Completa quanto segue:
• 1. Elenca tutte le percentuali presenti nel testo sull'acquacoltura e indica a che cosa si riferisce ciascuna.
• 2. Prosegui il testo sull'acquacoltura dopo l'ultima frase riportata.

Iniziate le prove sperimentali nell’impianto di acquacoltura dell’Istituto Spallanzani per il progetto internazionale SABANA
Rivolta d’Adda, 30 novembre 2018 – Il settore acquacoltura è una forma di produzione agricola in forte crescita che va incontro al bisogno di prodotti ittici per l’alimentazione umana in continuo aumento in tutto il mondo e che non può essere soddisfatto unicamente dalla pesca.
I dati parlano chiaro: si stima infatti che in Europa, entro il 2030, le produzioni aumenteranno del 41% per le specie d’acqua dolce e del 112% per quelle mediterranee, rispetto agli ultimi dati del 2010. Questo aumento di produzione dovrà necessariamente essere sostenuto da un incremento del 46% nella disponibilità di mangime.
Attualmente l’acquacoltura viene praticata attraverso l’uso di mangimi arricchiti con farine e oli di pesce che, per buona parte, sono di origine oceanica. Si è reso quindi necessario, visto l’aumento crescente di volumi, attuare una produzione di mangimi alternativi più sostenibili che, allo stesso tempo, garantiscano un alto valore nutrizionale e siano competitivi nei costi.

(Dati registrati)
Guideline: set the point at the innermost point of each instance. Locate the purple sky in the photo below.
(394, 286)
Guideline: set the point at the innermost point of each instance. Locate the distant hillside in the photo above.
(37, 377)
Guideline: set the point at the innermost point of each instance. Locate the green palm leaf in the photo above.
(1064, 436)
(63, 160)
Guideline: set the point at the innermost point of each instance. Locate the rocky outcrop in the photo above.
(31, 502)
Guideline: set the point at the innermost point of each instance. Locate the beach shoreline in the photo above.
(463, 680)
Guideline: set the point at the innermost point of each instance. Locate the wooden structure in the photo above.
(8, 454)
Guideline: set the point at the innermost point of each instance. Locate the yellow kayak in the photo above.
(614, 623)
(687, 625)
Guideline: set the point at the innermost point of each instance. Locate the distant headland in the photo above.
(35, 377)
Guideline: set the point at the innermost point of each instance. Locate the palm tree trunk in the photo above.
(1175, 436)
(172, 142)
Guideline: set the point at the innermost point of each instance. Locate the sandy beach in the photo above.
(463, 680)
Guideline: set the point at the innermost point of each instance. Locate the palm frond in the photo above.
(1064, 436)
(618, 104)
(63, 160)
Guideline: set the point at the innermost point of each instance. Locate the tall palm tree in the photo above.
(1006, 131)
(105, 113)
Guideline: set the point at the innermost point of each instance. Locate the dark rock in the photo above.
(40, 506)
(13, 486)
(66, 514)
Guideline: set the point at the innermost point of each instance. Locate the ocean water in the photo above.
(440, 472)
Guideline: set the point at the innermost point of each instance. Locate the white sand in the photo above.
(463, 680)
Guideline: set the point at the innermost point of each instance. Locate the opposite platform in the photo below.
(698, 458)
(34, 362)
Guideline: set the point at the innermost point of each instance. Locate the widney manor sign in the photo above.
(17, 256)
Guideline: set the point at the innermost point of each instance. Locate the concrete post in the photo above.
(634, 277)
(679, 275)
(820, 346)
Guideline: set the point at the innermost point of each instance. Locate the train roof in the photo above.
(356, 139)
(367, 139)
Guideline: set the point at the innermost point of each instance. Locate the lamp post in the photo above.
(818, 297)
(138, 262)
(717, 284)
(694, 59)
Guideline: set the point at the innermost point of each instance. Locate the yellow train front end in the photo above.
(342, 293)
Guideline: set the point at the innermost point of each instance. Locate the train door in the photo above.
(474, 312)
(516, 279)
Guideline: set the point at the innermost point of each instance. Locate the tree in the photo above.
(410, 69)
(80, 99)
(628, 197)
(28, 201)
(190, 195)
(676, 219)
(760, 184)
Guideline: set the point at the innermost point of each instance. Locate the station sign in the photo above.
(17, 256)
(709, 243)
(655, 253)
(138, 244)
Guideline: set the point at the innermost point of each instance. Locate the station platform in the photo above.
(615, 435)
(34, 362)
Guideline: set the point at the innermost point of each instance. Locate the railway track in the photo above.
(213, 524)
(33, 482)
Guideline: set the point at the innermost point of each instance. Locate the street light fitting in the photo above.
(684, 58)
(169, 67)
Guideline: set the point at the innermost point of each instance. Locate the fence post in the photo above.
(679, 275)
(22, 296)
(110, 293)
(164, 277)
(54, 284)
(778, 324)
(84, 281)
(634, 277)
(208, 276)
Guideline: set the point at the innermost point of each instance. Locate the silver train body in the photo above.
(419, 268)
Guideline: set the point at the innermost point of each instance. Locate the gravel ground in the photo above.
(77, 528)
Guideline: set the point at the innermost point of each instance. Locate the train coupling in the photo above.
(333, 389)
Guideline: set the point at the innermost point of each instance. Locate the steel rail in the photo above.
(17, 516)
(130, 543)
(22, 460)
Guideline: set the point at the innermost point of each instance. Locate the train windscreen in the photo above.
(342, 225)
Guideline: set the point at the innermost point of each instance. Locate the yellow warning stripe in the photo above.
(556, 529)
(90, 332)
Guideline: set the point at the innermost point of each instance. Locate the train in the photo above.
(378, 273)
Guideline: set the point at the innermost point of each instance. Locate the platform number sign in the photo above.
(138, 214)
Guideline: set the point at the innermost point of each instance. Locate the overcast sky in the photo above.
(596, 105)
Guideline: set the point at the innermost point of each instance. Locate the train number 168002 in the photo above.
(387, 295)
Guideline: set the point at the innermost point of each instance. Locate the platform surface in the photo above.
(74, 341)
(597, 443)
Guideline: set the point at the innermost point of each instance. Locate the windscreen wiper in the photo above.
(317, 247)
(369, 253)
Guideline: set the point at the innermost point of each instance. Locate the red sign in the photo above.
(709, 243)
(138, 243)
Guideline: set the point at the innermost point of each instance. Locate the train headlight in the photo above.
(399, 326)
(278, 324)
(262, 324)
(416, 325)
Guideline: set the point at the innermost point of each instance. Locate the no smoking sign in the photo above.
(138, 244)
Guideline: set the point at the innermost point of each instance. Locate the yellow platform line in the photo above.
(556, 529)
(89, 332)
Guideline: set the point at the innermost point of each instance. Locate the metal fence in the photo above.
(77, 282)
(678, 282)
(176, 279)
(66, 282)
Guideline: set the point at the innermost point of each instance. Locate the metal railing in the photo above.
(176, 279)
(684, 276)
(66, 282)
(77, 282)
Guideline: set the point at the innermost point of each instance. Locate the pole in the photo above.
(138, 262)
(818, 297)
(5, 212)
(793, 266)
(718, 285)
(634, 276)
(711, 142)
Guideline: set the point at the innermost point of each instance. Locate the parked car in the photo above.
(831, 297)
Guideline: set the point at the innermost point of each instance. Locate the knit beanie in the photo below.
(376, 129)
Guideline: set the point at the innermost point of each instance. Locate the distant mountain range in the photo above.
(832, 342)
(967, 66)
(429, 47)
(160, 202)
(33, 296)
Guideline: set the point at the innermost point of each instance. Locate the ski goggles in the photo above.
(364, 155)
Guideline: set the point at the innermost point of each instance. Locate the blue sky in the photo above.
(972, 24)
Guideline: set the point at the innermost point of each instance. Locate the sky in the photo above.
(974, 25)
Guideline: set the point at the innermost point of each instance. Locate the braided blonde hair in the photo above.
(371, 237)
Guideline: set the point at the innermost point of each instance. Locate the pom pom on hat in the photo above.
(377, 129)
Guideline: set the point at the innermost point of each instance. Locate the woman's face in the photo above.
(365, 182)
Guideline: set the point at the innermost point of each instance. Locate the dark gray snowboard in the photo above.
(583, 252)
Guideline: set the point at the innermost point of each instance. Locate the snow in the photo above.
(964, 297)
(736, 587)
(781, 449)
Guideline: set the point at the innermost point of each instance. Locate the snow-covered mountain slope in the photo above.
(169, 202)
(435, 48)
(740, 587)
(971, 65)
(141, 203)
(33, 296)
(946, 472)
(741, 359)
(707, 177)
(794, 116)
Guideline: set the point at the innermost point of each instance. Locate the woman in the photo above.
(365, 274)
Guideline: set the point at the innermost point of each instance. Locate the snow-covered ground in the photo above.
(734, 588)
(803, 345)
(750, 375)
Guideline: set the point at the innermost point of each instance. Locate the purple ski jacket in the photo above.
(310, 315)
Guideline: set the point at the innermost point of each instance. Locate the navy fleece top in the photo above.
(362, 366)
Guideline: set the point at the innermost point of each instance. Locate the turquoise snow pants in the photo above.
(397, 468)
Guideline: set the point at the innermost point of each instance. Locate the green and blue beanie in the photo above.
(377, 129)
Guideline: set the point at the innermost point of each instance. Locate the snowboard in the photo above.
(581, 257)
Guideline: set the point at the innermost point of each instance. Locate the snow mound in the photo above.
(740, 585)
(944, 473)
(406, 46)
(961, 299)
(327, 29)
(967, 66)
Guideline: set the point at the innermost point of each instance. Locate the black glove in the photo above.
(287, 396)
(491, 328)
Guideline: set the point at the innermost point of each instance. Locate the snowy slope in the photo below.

Esercizi svolti:
• 1.
- 41%: aumento stimato entro il 2030, in Europa, delle produzioni di specie d'acqua dolce rispetto ai dati del 2010
- 112%: aumento stimato entro il 2030, in Europa, delle produzioni di specie mediterranee rispetto ai dati del 2010
- 46%: incremento nella disponibilità di mangime necessario a sostenere questo aumento di produzione

• 2.
“Le microalghe – spiega Marina Montedoro, Direttore dell’Istituto Sperimentale Italiano Lazzaro Spallanzani – grazie alle loro proprietà nutrizionali e flessibilità metaboliche, potrebbero essere la risposta a questo dilemma. Per questo, come Istituto, nell’ambito del progetto Sabana (Sustainable Algae Biorefinery for Agriculture and Aquaculture), abbiamo iniziato la sperimentazione di mangimi alternativi a base di microalghe nel nostro impianto di acquacoltura. L’obiettivo principale dell’idea progettuale, che vede come capofila l’Università di Almeria, è lo sviluppo di una bioraffineria a base di microalghe integrata e sostenibile da cui produrre una biomassa utilizzabile per il settore mangimistico, utilizzando acqua e sostanze nutritive recuperate dal comparto agroindustriale. La finalità è quella di rendere il settore dell’acquacoltura più sostenibile e consentire, al tempo stesso, di migliorare il bilancio ambientale delle attività del comparto agroindustriale. L’attuale ambito della ricerca permetterà infatti di migliorare la sostenibilità delle produzioni agroalimentari nell’ottica di favorire reali applicazioni dell’economia circolare”.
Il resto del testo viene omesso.